(Data extract Opens)

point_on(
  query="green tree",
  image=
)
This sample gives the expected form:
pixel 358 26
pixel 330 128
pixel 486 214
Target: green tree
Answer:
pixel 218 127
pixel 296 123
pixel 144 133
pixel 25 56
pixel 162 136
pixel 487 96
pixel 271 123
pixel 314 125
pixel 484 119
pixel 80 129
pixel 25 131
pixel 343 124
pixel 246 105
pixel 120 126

(Data extract Closes)

## Problem to work on
Return the entries in full, keeping every line exactly as it is.

## Written reply
point_on(
  query="green tree",
  image=
)
This sample gives the expected form:
pixel 358 26
pixel 330 128
pixel 486 214
Target: green tree
Answer:
pixel 218 127
pixel 296 123
pixel 144 133
pixel 25 56
pixel 162 136
pixel 487 96
pixel 271 123
pixel 314 125
pixel 484 119
pixel 80 129
pixel 25 131
pixel 343 124
pixel 246 105
pixel 120 126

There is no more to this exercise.